- Problem details
Starting at the line with "Where can the partially" in it, reproduce each line below through the last one, exactly, and include nothing else.

Data records START

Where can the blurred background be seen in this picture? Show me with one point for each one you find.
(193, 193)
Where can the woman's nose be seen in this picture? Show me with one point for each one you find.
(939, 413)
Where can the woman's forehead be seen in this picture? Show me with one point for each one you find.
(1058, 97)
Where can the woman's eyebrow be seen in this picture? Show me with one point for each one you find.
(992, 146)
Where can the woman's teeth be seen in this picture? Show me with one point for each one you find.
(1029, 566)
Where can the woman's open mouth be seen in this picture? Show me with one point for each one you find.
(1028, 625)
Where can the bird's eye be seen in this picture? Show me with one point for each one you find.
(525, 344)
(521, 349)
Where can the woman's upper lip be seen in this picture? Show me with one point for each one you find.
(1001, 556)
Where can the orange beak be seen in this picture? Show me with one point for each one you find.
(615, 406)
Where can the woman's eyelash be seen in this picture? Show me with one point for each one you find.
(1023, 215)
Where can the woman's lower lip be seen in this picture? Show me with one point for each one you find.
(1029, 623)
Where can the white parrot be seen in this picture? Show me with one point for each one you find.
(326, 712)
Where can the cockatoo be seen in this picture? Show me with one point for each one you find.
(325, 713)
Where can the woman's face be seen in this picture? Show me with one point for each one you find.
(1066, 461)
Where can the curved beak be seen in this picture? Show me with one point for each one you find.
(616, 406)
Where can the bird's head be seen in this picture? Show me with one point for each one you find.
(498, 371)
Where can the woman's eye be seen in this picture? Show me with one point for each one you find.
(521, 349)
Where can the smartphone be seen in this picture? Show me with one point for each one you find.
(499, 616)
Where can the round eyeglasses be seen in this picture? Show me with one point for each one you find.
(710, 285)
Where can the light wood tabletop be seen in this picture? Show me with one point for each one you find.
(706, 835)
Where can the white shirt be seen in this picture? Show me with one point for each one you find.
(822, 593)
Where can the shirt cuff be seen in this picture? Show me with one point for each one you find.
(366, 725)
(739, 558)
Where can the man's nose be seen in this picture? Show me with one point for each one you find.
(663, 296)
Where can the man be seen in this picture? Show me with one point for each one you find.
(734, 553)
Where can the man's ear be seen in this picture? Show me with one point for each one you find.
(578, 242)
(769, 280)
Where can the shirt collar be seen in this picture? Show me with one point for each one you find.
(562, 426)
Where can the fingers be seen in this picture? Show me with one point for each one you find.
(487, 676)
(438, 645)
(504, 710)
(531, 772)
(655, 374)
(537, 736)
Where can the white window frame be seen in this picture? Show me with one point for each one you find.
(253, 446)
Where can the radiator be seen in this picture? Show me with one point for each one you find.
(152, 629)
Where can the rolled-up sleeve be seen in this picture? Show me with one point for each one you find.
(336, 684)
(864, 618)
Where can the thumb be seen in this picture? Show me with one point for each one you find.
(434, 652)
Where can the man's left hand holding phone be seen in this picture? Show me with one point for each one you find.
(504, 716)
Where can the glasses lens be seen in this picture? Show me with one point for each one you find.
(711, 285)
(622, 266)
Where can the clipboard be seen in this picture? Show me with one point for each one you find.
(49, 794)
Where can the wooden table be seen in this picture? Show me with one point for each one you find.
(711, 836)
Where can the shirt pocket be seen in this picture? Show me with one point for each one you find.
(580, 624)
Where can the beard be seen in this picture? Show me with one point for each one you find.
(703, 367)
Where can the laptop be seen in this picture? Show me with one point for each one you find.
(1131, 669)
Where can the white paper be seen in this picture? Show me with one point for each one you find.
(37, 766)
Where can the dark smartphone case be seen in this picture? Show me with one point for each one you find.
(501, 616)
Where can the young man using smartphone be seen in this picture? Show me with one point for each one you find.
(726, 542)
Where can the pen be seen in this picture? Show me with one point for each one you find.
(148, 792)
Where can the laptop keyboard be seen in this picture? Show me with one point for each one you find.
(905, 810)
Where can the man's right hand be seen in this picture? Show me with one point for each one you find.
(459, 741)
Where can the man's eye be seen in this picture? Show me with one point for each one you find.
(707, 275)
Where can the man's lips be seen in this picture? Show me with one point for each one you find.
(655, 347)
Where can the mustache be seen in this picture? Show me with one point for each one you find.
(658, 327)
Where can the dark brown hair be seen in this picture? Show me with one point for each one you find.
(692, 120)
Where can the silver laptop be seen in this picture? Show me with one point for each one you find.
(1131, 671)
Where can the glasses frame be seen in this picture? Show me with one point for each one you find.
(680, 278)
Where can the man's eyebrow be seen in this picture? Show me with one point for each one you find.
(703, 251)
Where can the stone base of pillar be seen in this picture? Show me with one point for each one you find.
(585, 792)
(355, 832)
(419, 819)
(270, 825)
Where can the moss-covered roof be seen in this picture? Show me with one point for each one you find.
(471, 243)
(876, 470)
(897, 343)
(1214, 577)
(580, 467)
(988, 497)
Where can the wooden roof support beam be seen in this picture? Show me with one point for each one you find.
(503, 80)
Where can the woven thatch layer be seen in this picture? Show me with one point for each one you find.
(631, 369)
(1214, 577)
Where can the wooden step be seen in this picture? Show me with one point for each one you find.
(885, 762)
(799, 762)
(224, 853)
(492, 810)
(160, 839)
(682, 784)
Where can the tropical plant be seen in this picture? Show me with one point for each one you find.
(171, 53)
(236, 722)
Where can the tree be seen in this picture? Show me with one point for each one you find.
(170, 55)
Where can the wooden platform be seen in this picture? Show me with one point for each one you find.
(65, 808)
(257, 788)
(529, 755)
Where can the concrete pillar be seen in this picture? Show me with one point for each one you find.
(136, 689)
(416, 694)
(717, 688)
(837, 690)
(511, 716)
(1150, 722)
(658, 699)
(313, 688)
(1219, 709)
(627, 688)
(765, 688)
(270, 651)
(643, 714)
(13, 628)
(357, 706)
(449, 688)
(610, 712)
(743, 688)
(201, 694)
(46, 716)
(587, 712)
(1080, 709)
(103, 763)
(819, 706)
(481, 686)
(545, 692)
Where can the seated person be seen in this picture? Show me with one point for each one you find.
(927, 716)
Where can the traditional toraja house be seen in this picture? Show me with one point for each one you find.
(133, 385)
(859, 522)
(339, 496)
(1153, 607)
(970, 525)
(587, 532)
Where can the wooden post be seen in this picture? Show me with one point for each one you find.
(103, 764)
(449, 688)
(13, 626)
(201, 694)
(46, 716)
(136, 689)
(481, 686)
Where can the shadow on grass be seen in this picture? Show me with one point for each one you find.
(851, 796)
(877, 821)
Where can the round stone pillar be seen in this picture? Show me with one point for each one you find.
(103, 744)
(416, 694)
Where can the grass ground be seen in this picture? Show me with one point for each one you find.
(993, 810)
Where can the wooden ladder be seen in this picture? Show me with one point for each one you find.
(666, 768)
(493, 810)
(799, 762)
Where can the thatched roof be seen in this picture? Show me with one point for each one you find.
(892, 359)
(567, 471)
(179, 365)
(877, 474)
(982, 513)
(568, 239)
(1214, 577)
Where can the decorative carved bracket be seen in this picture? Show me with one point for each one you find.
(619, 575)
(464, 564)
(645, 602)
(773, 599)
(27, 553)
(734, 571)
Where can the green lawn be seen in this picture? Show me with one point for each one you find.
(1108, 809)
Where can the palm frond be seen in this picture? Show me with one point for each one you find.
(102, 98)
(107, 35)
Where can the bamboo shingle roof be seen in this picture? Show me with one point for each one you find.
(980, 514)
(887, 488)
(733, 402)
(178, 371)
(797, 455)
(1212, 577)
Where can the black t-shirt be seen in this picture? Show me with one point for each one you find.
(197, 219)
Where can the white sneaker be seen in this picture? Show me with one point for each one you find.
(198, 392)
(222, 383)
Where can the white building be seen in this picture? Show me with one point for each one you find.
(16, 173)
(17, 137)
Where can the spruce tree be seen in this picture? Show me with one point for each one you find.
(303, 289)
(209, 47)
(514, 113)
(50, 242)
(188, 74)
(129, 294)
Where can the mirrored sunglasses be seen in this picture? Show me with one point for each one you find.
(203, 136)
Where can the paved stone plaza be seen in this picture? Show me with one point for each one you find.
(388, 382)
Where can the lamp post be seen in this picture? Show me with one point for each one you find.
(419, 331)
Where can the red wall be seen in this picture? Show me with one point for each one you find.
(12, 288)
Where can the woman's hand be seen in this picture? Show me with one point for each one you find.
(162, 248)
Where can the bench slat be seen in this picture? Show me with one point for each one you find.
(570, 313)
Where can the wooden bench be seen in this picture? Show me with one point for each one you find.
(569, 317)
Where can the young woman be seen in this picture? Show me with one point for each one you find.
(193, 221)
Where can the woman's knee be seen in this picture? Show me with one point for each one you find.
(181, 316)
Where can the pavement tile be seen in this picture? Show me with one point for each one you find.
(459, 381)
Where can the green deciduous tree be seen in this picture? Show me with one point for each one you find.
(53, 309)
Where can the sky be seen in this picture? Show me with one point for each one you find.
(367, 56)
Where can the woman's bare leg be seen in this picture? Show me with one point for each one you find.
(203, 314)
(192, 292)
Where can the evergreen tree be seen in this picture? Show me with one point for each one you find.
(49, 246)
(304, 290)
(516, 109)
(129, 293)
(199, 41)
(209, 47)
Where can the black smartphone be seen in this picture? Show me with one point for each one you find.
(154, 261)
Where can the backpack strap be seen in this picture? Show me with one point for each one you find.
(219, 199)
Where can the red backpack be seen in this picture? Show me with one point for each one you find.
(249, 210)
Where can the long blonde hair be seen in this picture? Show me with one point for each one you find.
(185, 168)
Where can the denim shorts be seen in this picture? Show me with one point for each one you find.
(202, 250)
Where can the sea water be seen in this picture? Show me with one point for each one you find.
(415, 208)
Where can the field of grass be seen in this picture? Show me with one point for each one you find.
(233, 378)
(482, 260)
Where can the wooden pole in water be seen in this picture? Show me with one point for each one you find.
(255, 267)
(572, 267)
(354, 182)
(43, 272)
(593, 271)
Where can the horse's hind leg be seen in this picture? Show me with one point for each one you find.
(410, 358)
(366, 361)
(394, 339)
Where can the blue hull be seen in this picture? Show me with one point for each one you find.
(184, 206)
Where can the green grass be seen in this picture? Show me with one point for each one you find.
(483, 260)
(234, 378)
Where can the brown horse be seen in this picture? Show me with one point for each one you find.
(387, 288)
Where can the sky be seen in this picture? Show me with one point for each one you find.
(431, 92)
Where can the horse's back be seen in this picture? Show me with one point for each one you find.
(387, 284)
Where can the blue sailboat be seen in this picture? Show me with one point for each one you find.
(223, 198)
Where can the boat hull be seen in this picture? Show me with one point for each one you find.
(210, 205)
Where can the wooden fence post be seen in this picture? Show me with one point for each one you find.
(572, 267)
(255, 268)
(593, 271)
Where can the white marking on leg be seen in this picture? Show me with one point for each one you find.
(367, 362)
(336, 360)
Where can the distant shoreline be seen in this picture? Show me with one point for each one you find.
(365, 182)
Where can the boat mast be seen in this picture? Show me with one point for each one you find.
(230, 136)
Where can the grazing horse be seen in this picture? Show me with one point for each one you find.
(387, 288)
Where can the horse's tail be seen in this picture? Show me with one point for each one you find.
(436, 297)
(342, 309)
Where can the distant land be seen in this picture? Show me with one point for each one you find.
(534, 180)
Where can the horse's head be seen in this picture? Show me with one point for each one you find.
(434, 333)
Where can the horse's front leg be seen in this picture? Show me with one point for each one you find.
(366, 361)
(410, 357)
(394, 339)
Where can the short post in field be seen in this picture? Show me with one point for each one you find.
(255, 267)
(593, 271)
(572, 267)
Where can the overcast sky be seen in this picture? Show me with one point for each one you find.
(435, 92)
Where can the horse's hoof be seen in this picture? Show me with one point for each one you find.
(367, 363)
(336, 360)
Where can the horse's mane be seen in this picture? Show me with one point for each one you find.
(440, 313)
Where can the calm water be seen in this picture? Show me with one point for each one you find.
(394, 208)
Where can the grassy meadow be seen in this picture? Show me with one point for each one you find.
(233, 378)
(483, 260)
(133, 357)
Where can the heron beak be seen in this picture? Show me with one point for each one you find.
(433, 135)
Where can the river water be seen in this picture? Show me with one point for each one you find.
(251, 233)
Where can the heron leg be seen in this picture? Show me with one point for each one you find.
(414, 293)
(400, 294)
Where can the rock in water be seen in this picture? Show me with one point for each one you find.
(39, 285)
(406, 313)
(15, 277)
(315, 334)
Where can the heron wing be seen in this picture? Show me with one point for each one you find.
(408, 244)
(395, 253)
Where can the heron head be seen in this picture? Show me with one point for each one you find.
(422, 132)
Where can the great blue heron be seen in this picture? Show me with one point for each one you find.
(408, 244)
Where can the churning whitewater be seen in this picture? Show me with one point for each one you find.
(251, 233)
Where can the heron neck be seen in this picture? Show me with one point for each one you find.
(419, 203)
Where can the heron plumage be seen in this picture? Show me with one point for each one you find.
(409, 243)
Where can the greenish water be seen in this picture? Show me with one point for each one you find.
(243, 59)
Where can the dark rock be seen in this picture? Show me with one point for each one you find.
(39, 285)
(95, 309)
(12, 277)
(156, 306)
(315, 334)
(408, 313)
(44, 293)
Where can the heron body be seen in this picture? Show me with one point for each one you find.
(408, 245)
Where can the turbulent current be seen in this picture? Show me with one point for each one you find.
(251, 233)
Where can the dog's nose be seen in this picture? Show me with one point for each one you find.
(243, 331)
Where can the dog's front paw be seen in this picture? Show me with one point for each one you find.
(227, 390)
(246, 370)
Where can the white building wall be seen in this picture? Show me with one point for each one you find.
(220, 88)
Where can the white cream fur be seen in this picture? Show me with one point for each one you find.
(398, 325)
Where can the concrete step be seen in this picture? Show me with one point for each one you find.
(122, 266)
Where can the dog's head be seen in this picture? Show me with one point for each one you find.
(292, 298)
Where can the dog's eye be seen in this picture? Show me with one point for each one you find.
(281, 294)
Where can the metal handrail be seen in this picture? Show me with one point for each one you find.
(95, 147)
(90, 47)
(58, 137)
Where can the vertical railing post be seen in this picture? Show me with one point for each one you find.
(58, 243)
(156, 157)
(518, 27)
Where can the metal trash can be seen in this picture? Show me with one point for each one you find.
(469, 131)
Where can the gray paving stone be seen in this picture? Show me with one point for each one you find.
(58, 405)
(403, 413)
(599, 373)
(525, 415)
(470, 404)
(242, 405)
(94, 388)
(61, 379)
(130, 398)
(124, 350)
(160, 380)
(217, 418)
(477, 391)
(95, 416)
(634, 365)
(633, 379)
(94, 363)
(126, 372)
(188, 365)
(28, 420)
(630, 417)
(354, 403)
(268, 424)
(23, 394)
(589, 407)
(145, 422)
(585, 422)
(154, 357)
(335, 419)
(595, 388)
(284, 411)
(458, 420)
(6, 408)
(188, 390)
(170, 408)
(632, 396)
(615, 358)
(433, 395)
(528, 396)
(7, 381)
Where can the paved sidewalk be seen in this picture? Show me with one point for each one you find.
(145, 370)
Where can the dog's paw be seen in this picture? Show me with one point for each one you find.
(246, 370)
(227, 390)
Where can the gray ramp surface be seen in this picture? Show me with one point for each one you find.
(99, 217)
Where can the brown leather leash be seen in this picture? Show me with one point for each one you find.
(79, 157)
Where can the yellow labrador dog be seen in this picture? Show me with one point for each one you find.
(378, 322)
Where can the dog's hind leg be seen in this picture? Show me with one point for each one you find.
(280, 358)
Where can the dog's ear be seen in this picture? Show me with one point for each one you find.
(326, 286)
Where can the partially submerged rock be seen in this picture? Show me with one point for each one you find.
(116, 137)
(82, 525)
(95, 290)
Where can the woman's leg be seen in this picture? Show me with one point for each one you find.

Data records END

- Result below
Where can the partially submerged rock be seen in this picture? Show me with one point for each one you find.
(116, 137)
(82, 525)
(95, 290)
Where can the woman's leg be seen in this picture? Show me with one point for each one you find.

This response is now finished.